» **About this exercise**
What you produce should be every line from the data that includes "hillside".

Dataset entries:
════════════════════

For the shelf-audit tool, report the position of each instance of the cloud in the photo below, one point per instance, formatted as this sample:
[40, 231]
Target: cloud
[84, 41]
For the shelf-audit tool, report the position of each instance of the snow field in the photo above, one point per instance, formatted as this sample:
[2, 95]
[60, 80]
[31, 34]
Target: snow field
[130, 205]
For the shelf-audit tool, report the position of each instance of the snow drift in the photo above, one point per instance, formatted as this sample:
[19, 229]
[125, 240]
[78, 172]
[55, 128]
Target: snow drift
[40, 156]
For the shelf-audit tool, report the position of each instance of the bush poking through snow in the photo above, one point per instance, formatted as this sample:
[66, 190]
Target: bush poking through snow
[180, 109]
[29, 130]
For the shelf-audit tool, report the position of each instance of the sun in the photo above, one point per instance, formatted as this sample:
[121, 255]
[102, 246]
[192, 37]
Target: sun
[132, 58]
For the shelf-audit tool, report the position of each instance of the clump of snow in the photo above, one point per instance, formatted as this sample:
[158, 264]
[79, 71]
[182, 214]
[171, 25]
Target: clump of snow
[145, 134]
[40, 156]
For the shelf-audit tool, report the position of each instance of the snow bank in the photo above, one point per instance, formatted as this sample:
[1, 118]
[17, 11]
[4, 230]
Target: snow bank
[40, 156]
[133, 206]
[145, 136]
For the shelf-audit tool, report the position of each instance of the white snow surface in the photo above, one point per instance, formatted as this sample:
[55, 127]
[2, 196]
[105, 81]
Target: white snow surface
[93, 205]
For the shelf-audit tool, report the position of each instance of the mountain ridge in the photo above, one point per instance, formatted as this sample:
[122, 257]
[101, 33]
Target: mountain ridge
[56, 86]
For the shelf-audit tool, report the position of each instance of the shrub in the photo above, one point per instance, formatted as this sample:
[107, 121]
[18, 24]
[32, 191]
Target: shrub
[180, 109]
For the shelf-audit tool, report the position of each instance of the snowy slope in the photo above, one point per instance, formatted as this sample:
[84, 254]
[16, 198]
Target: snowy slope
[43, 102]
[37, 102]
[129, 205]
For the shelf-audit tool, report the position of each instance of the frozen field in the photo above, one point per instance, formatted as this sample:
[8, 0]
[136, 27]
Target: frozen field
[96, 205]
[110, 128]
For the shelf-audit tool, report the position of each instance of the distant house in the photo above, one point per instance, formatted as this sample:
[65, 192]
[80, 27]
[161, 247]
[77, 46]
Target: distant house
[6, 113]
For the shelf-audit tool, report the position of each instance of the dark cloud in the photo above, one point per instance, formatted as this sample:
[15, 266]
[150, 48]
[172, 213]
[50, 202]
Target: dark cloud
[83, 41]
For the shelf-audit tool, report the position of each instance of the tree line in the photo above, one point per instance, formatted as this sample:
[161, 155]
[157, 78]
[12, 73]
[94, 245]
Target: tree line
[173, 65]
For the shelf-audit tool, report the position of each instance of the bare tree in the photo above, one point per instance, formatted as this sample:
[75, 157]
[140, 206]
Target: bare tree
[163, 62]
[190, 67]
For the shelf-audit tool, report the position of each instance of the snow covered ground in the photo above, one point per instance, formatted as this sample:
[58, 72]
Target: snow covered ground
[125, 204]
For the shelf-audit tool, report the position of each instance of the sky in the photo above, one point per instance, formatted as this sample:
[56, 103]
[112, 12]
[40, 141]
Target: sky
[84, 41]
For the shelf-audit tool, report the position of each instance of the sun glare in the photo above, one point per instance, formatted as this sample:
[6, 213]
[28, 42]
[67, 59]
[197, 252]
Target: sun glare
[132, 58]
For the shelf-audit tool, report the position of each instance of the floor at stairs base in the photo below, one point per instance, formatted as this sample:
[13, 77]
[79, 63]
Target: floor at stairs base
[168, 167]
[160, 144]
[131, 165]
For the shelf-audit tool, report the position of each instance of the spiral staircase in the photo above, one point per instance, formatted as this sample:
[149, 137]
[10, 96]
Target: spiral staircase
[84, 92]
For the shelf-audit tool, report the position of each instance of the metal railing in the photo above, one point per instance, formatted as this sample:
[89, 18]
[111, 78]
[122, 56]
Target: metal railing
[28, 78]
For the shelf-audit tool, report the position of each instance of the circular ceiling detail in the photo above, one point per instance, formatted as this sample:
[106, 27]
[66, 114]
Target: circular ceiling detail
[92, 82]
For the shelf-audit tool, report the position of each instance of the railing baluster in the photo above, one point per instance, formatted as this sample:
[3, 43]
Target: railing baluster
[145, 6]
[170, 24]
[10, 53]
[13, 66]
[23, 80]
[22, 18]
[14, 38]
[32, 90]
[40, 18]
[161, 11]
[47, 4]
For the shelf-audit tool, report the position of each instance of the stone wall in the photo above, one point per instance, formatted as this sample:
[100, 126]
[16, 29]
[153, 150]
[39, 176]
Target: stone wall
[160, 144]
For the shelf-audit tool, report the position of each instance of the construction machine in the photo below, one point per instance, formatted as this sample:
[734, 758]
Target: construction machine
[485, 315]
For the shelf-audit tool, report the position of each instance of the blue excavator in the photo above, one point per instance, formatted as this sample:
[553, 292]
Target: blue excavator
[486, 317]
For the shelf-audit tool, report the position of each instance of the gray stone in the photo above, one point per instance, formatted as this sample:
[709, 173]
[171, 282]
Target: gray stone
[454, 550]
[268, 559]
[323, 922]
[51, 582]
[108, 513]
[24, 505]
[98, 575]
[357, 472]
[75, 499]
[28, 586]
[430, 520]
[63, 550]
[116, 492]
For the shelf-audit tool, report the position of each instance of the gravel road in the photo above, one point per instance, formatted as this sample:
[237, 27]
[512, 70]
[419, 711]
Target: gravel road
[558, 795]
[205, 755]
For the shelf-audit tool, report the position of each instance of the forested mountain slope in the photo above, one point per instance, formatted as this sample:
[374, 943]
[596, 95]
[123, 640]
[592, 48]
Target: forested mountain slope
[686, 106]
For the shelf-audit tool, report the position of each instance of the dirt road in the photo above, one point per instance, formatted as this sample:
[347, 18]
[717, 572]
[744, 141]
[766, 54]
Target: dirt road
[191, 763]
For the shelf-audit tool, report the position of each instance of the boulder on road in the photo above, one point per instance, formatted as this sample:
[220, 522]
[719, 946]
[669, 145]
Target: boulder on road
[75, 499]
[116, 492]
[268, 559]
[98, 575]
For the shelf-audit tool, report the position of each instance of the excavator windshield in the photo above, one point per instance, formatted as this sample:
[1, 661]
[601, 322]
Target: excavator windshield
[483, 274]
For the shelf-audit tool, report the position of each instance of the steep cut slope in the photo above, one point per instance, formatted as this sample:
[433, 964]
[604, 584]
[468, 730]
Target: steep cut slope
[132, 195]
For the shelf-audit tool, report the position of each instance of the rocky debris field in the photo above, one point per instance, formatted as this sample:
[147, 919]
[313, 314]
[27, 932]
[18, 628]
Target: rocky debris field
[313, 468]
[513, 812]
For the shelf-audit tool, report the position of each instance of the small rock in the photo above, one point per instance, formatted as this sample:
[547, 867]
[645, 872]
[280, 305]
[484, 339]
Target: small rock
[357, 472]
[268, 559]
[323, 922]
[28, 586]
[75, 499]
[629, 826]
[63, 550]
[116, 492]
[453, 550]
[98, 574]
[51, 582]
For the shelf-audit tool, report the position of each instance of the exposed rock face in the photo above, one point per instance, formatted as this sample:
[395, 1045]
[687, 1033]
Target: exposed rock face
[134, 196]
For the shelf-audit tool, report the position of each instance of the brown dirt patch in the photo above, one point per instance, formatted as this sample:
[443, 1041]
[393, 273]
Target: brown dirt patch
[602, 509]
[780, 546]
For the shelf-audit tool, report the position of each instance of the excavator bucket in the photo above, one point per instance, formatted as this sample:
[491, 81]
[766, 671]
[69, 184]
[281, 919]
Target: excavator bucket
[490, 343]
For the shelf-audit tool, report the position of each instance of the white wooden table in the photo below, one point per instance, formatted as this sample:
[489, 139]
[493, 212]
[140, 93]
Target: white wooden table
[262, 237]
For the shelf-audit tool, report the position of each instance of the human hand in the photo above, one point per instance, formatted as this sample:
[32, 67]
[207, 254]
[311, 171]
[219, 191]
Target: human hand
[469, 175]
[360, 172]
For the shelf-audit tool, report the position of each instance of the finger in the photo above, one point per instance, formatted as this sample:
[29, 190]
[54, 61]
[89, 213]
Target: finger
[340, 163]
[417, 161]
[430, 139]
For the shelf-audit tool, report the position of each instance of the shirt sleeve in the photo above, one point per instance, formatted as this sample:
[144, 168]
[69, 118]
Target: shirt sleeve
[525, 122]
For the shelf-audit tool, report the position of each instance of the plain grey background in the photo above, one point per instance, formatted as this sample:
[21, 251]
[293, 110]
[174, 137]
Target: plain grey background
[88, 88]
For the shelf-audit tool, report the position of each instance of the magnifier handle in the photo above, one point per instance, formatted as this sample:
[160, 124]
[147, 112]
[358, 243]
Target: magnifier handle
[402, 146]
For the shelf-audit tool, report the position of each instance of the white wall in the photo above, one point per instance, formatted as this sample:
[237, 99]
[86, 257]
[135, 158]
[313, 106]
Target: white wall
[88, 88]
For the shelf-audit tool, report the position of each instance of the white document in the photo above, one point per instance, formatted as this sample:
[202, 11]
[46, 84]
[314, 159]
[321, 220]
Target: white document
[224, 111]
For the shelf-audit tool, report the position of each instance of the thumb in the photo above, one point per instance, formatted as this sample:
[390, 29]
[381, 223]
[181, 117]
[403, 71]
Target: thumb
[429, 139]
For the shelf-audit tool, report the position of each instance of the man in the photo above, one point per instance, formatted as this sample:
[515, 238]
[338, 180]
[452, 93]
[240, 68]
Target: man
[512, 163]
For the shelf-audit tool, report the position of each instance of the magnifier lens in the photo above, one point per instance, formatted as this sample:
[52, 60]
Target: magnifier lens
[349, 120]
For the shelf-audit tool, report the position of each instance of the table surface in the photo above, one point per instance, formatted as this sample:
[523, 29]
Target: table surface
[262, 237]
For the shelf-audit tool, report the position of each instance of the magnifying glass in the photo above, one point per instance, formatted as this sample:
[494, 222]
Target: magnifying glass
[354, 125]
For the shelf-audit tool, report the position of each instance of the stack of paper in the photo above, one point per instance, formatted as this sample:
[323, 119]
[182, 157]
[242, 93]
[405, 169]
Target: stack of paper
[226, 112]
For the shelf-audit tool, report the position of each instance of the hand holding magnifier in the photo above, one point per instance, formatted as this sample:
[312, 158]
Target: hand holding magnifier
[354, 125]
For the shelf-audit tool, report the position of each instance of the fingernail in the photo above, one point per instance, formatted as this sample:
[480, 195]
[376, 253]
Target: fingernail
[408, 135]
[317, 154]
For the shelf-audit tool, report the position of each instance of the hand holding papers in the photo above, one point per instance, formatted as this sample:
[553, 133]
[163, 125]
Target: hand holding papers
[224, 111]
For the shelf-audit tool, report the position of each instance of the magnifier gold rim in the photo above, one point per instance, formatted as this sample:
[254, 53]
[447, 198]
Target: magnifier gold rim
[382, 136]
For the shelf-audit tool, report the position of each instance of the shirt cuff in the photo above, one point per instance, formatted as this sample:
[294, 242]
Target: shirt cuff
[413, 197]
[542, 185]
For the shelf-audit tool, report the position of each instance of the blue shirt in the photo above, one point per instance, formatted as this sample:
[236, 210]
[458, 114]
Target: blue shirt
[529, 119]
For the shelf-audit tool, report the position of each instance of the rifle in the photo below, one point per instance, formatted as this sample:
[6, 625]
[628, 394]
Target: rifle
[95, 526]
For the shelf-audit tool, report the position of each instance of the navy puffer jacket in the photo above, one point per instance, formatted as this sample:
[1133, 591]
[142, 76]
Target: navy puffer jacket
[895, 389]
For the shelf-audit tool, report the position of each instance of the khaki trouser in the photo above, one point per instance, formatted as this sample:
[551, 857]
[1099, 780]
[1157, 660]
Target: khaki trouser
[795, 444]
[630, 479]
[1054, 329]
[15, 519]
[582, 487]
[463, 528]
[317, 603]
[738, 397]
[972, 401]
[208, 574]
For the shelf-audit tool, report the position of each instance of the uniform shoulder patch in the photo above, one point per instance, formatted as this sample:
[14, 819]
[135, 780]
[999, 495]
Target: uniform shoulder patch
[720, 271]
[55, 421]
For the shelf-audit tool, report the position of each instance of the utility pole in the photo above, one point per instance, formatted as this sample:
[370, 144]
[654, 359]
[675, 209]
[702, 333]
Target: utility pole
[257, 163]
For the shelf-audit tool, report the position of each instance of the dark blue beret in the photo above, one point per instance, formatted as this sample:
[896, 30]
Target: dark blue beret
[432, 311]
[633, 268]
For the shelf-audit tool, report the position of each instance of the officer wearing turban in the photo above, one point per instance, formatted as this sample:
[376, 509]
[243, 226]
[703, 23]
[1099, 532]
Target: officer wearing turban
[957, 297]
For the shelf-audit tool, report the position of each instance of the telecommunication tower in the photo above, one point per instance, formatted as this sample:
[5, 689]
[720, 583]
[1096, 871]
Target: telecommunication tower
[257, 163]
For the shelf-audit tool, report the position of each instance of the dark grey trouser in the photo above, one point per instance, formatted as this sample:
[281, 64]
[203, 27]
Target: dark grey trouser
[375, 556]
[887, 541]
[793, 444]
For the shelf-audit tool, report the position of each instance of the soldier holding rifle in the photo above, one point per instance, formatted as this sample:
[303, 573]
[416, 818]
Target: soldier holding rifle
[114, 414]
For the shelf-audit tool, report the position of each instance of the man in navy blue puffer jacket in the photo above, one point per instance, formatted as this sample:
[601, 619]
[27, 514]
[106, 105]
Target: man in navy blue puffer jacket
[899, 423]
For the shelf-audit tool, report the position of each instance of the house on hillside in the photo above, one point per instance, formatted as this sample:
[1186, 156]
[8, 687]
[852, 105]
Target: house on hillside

════════════════════

» **Written response**
For the shelf-audit tool, report the position of each instance of the house on hillside in the photo above, one point per instance, formatted as this sample:
Target: house on hillside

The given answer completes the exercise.